→ **YOUR TASKS**
1. Restate the part of the crisis reputation article starting with "My now adult" and going on through "and bring rewards.", renaming "email" as "text message".
2. In one to three sentences, explain why the crisis reputation article says personal reputations can be shredded whatever the outcome for the business.
3. Continue the crisis reputation article from its last sentence.

→ **DOCUMENT SECTION**

########################################

Crisis Training: Crisis Reputation Management - When Leadership Fails
 

My now adult children still often chide me when I remind them how the concepts underlying the second law of thermodynamics can be seen in everything we do. The effects of an action can never be wholly undone: while the email can be deleted, the impact of reading it can't be erased from memory.

The examples in life - and the media - are easy to see: it takes time, energy, strength, courage and integrity to build a reputation. It takes just a few seconds of stupidity, a lie, or one poor decision, to demolish it. Our reputations - our personal brands - precede us in almost every situation. We nurture and polish them, believing that the right shine will open doors and bring rewards.

Strange then that in our professional lives many of us assume that the bulk and grandeur of the corporation will shield our reputation when something goes wrong - when a "crisis" disrupts the daily routine, and any action we take will have far reaching consequences.

At the onset of a crisis the corporate leader moves into a new spotlight on an unfamiliar stage, where the script says promote courage and assuage fear, instill calm and minimize panic, inform with facts and douse the rumors, make and clearly communicate sometimes radical decisions.

In other words, demonstrate characteristics of leadership under extreme pressure in strange circumstances, where the trusted systems of communication and command may have stopped functioning. In severe cases the corporate leader may have just a few hours or days to prevent the fatal collapse of the business. What ever the outcome for the business, personal reputations have been shredded because the corporate leader was perceived to have managed the "crisis" badly.

Can we better prepare ourselves to manage an unexpected event that may change the course of careers and lives? As the second law of thermodynamics reminds us, it takes determination and energy to maintain integrity and order.

The assiduous few who minimize the risks to their reputation will use some determination and energy to create a crisis management plan and learn and hone the skills needed. With so much at stake it's an insurance policy that should not be overlooked.

########################################

→ **DATA TO EXAMINE**
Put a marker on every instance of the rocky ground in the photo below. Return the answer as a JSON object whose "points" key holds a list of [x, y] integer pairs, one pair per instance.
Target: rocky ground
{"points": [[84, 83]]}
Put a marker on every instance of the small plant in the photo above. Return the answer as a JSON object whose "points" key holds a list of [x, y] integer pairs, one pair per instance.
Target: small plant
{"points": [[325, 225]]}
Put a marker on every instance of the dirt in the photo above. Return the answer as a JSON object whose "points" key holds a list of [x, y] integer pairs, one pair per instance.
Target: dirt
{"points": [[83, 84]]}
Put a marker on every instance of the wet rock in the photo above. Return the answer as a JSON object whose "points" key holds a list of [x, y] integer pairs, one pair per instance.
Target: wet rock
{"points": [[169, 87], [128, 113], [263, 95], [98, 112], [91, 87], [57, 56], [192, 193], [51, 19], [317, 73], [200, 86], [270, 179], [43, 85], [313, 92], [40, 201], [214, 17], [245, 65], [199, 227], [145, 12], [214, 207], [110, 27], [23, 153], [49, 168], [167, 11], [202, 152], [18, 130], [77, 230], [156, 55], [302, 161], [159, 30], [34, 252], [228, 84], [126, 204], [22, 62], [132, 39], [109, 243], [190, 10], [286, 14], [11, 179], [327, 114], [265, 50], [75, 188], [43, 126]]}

########################################

→ **EXERCISE RESPONSES**
1.
My now adult children still often chide me when I remind them how the concepts underlying the second law of thermodynamics can be seen in everything we do. The effects of an action can never be wholly undone: while the text message can be deleted, the impact of reading it can't be erased from memory.

The examples in life - and the media - are easy to see: it takes time, energy, strength, courage and integrity to build a reputation. It takes just a few seconds of stupidity, a lie, or one poor decision, to demolish it. Our reputations - our personal brands - precede us in almost every situation. We nurture and polish them, believing that the right shine will open doors and bring rewards.

2. Personal reputations are shredded because the corporate leader was perceived to have managed the crisis badly. The damage comes from how the leader's handling of the event is seen, not from whether the business survives.

3.
The first step is the longest because it often needs a change of mindset, an evolution of the culture, to acknowledge that crises do happen and that efficient management of their effects can be hampered by the way the organization thinks and acts now.

As our Crisis Management Handbook notes:

Analysis of numerous real-world crises shows it is not lack of planning or emergency response resources that turns problems into public relations and economic disasters. More often than not, the factors spelling the difference between effective management and mismanagement are subjective attitudes and related tendencies of human nature contributing to an organization's management culture.

More succinctly: the incident is usually not the cause of the crisis; your reaction to the incident usually is. Broadly there are five cultural scenarios that frustrate even the best written crisis plan:

1. Isolationist - the organization tends to operate within a shell, having strong relationships only with suppliers and customers.

2. Reactive - the classic "it won't happen to us" or "we'll deal with it if it happens" approach.

3. Them vs. us - anyone who questions or raises a concern about something the organization is doing is portrayed as the enemy.

4. "Don't tell the boss" - if culture were a disease this is the fatal one. There is a high risk in telling management bad news because the messenger gets shot. So no-one really knows what is going on, even after it is too late.

5. External communication is not important - there are no friends and allies to call on when the crisis hits because no-one knows who you are.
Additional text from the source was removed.